> **Dataset entries**:

━━━━━━━━━━━━━━━━━━━━

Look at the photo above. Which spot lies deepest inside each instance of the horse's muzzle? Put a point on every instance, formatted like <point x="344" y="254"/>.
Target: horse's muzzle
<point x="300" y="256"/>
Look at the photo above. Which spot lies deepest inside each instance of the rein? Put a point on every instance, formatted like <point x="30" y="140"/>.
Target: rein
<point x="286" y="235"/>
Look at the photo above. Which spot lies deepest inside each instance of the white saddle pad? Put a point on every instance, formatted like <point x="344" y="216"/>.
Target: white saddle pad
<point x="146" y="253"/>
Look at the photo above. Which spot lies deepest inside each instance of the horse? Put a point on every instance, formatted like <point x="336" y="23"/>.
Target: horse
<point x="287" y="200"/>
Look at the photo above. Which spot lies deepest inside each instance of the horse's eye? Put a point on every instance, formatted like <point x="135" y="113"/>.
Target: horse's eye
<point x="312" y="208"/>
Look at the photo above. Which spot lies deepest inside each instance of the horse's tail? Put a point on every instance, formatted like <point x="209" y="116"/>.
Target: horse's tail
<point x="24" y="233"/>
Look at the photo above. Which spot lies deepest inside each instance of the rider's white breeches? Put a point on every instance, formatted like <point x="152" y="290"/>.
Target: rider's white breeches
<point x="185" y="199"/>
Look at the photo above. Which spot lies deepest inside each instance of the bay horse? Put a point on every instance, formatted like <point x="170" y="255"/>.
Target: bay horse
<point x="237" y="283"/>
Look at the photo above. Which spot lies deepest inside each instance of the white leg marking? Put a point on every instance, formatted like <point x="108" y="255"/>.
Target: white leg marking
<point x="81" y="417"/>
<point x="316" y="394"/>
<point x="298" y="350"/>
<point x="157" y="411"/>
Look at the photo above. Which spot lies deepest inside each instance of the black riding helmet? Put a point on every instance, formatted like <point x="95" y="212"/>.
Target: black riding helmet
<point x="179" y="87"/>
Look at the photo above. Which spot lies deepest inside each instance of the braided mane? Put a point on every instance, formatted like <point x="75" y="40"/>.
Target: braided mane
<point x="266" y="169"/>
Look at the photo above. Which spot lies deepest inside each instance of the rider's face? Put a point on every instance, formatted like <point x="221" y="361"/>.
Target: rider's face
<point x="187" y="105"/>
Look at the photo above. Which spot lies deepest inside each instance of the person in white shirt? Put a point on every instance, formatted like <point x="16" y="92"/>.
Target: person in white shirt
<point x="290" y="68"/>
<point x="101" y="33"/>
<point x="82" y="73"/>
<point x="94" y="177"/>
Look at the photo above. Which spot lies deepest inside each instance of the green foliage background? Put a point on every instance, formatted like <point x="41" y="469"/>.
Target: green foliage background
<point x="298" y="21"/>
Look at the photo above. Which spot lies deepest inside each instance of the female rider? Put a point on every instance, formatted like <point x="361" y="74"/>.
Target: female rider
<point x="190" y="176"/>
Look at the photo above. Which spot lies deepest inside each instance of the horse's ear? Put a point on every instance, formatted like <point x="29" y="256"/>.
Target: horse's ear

━━━━━━━━━━━━━━━━━━━━

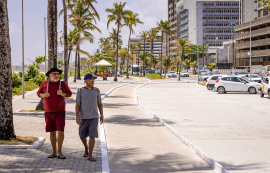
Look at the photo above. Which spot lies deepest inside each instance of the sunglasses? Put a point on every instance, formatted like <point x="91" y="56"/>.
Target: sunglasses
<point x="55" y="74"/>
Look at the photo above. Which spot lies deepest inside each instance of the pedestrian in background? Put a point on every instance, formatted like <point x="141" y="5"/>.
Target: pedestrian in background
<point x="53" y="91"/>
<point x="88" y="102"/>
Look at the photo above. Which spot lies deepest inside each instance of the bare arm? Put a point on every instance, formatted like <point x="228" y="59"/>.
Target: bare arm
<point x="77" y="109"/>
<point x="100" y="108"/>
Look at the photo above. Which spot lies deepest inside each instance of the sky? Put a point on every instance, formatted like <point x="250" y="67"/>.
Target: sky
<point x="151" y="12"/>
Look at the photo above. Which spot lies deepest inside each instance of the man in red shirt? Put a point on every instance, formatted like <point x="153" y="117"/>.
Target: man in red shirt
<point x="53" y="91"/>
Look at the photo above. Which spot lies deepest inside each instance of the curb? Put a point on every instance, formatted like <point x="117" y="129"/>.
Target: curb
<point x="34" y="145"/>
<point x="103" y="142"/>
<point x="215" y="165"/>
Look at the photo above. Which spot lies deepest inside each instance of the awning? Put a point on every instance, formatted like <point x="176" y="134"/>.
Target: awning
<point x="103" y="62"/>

━━━━━━━━━━━━━━━━━━━━

> **What you will do**: Every line from the line containing "of the braided" through the line containing "Target: horse's ear" in the records above must be retyped exactly. Leave out the rest.

> **Solution to this problem**:
Look at the photo above. Which spot lies deepest inside each instance of the braided mane? Put a point on every instance, formatted like <point x="75" y="40"/>.
Target: braided mane
<point x="266" y="169"/>
Look at the photo above. Which spot lies deepest inside each instance of the rider's face? Put a point on every instance, formatted like <point x="221" y="361"/>.
Target: rider's face
<point x="187" y="105"/>
Look at the photo above. Which spot lies deepest inside each instance of the person in white shirt? Put a point on every instance, formatted like <point x="16" y="92"/>.
Target: person in white shirt
<point x="290" y="68"/>
<point x="101" y="33"/>
<point x="82" y="73"/>
<point x="94" y="177"/>
Look at the photo above. Which spot lies deepest inside each instance of the green foliage background? Put a point on every instance, formatted like <point x="41" y="469"/>.
Target: green foliage background
<point x="298" y="21"/>
Look at the photo above. Which spot lies deepest inside each instance of the female rider? Put a point on every instance, formatted like <point x="361" y="74"/>.
Target: female rider
<point x="190" y="176"/>
Look at the photo above. Which spot lies deepest inside each instance of the horse's ear? Put a point on every instance, formatted like <point x="29" y="256"/>.
Target: horse's ear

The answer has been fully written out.